═════ Page excerpt ═════
# Hooch & Dave ... specially for you



## linncurrie (Jan 25, 2008)

The kits this morning ... same BG, same little purrty faces


----------



## LibertyME (Jan 6, 2007)

Linn, your posts always start my day off right!!
Thanks!


----------



## paula bedard (Feb 5, 2008)

Aww....too cute. I found a little Kitten last week that my Mom has taken in. I'd forgotten how cute kitties are!

Im assuming it's the same kitten in each shot....his pink nose really stands out in the first shot, very cute.


----------



## linncurrie (Jan 25, 2008)

paula bedard said:


> Im assuming it's the same kitten in each shot....his pink nose really stands out in the first shot, very cute.


Congrats on your new kitty!! Post pics! )

No, there are four kittens in this litter. I posted their pics in order of birth (same as I did yesterday).


----------



## linncurrie (Jan 25, 2008)

LibertyME said:


> Linn, your posts always start my day off right!!
> Thanks!


  Mary, at least I am doing something right then?


----------



## TheHooch (May 9, 2007)

Urgh!!!!!!!!!! I thought we were going to be friends. ROFL You know I want one now.


----------



## paula bedard (Feb 5, 2008)

I missed yesterday's...sorry. They are adorable. I thought it was the lighting. Well then, #! has my heart. Love his pink nose.

Lucky Miss Margie, the kitten we found, is doing much better. She scared Mom and Dad because she stopped eating for a day so they took her to the Vet. She's fine, just in need of TLC. I don't understand why anyone would abandon babies like that. She was eating grass and dirt...
═════
Set task A → List every distinct username that posts in the kitten forum thread.
Set task B → Go on with the kitten forum thread from the point where it stops.
The lines after the thread have nothing to do with it.
═════ Provided data ═════
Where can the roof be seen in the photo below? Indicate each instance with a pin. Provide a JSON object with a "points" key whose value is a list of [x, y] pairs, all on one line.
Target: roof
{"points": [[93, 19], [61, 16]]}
═════
Written response A → linncurrie, LibertyME, paula bedard, TheHooch

Written response B →
----------



## linncurrie (Jan 25, 2008)

paula bedard said:


> Lucky Miss Margie, the kitten we found, is doing much better. She scared Mom and Dad because she stopped eating for a day so they took her to the Vet. She's fine, just in need of TLC. I don't understand why anyone would abandon babies like that. She was eating grass and dirt...


Some people should never be allowed to own pets  Margie is going to thrive with all the TLC and good care your parents are giving her.


----------



## linncurrie (Jan 25, 2008)

TheHooch said:


> Urgh!!!!!!!!!! I thought we were going to be friends. ROFL You know I want one now.


 I love it when I turn anti-cat men into softies :


----------



## TheHooch (May 9, 2007)

I think it is these heart attacks I get to where I cry doing Mrs Hooch's Lifetime movies too. I must be turning into a girl in my bad health.


----------



## linncurrie (Jan 25, 2008)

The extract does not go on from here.